*** Opening of Page excerpt ***

I was in college at the time and slowly it started with burning leg pains, depression, anxiety, fatigue and occasional paranoid thoughts which led to a diagnosis of a thyroid condition. But when the depression and fatigue lingered, my parents asked our doctor who suggested a psychologist for me to see. After a while the depression still lingered. It would go away for about a week or two and then return stronger and worse than before. As this was happening, the paranoid thoughts got worse.
During this time, every month I was seeing a psychiatrist who had put me on several different medications to help with my mood and other medications to help with my agitation and restlessness. Eventually I was put on a medication to help me sleep. My parents started to ask the psychiatrist at what point is this Bi-Polar? They also pointed out to the psychiatrist the suspicious thoughts I was having towards my parents which seemed odd. But my parents weren’t getting any straight answers. I switched psychiatrists, and he later confirmed that I had schizophrenia and bi-polar disorder (schizoaffective disorder). All I remember is there were a defining moment that confirmed my Schizophrenia diagnosis.

*** Close of Page excerpt ***

What is being asked
Could you turn the paragraph in the diagnosis account that begins "I was in college at the time" into a short bulleted list that keeps its main facts?

*** Opening of Material provided ***

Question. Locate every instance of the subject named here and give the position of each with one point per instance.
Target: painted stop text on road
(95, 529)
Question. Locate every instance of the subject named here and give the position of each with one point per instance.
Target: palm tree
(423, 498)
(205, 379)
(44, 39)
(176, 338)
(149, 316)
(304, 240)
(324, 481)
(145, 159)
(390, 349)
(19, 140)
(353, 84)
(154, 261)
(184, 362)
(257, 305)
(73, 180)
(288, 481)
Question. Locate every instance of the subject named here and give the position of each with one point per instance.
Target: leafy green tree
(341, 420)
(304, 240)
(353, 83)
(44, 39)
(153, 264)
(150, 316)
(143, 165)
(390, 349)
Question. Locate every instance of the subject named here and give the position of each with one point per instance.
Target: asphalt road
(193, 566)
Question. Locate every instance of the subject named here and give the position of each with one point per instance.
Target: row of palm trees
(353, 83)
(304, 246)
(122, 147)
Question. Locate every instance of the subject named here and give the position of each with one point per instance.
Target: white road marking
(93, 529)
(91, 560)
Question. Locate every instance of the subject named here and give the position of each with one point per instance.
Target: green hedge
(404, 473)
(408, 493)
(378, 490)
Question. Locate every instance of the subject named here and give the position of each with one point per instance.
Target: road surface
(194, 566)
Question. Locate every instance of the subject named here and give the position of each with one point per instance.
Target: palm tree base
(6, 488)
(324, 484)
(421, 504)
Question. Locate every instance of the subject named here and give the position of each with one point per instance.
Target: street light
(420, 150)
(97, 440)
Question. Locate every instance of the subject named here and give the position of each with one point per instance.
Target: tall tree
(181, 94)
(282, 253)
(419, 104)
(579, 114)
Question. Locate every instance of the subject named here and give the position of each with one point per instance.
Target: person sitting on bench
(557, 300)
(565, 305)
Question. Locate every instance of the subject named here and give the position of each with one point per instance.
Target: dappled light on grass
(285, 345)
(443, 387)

*** Close of Material provided ***

Answer below
- In college, I gradually developed burning leg pains, depression, anxiety, fatigue and occasional paranoid thoughts.
- These symptoms led to a diagnosis of a thyroid condition.
- When the depression and fatigue lingered, my parents asked our doctor, who suggested I see a psychologist.
- The depression persisted. It would lift for a week or two, then return stronger and worse.
- Meanwhile, the paranoid thoughts got worse.